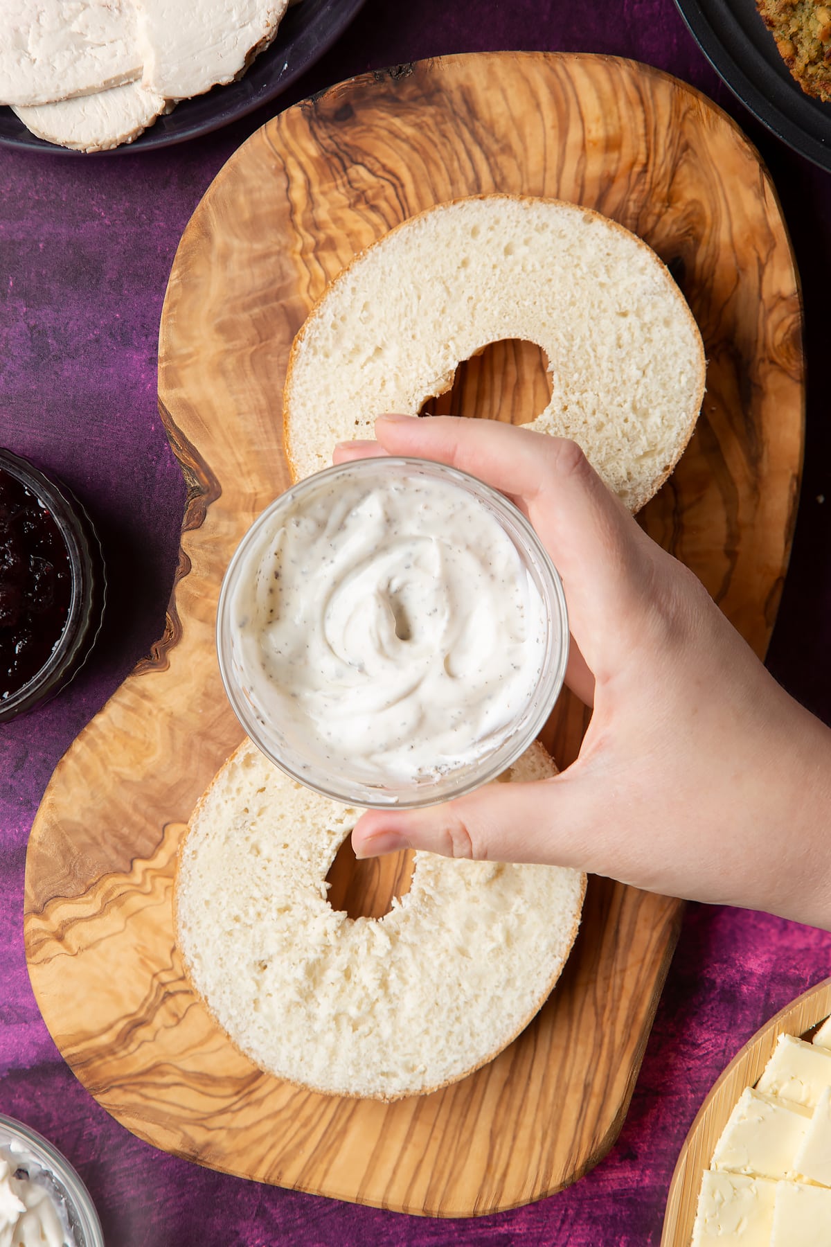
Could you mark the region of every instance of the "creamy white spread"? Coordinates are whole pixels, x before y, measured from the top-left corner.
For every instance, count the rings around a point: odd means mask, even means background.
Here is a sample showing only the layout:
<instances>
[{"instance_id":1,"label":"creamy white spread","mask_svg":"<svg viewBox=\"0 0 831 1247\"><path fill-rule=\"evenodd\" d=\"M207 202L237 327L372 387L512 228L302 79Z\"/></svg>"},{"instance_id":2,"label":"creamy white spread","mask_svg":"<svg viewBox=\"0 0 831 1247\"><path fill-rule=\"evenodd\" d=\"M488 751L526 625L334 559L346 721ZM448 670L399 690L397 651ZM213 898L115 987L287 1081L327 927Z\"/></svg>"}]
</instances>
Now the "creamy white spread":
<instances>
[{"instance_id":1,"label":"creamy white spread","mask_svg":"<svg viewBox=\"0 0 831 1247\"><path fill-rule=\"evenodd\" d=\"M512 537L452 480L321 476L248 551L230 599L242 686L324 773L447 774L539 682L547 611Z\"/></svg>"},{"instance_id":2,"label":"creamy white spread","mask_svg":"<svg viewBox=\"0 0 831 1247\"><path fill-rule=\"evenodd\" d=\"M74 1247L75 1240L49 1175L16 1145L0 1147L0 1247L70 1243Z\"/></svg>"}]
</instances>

━━━━━━━━━━━━━━━━━━━━━━━━━━━━━━

> **AIM**
Rewrite the listing above with "background" changed to "exterior" and everything else kept the same. Leave out the pictures.

> **TASK RESULT**
Could you mark the region of every instance of the "creamy white spread"? Coordinates are whole pixels, x before y, measured from the top-left corner.
For every instance, count the rings around a point: odd means mask, even means exterior.
Here is a sample showing only the layout:
<instances>
[{"instance_id":1,"label":"creamy white spread","mask_svg":"<svg viewBox=\"0 0 831 1247\"><path fill-rule=\"evenodd\" d=\"M207 202L237 327L372 387L512 228L302 79Z\"/></svg>"},{"instance_id":2,"label":"creamy white spread","mask_svg":"<svg viewBox=\"0 0 831 1247\"><path fill-rule=\"evenodd\" d=\"M488 751L526 625L334 559L346 721ZM448 670L399 690L397 651ZM213 898L115 987L287 1081L327 927Z\"/></svg>"}]
</instances>
Now the "creamy white spread":
<instances>
[{"instance_id":1,"label":"creamy white spread","mask_svg":"<svg viewBox=\"0 0 831 1247\"><path fill-rule=\"evenodd\" d=\"M512 537L452 480L321 476L248 551L230 599L242 686L324 773L447 774L539 682L547 611Z\"/></svg>"},{"instance_id":2,"label":"creamy white spread","mask_svg":"<svg viewBox=\"0 0 831 1247\"><path fill-rule=\"evenodd\" d=\"M74 1247L75 1240L49 1175L16 1145L0 1147L0 1247L70 1243Z\"/></svg>"}]
</instances>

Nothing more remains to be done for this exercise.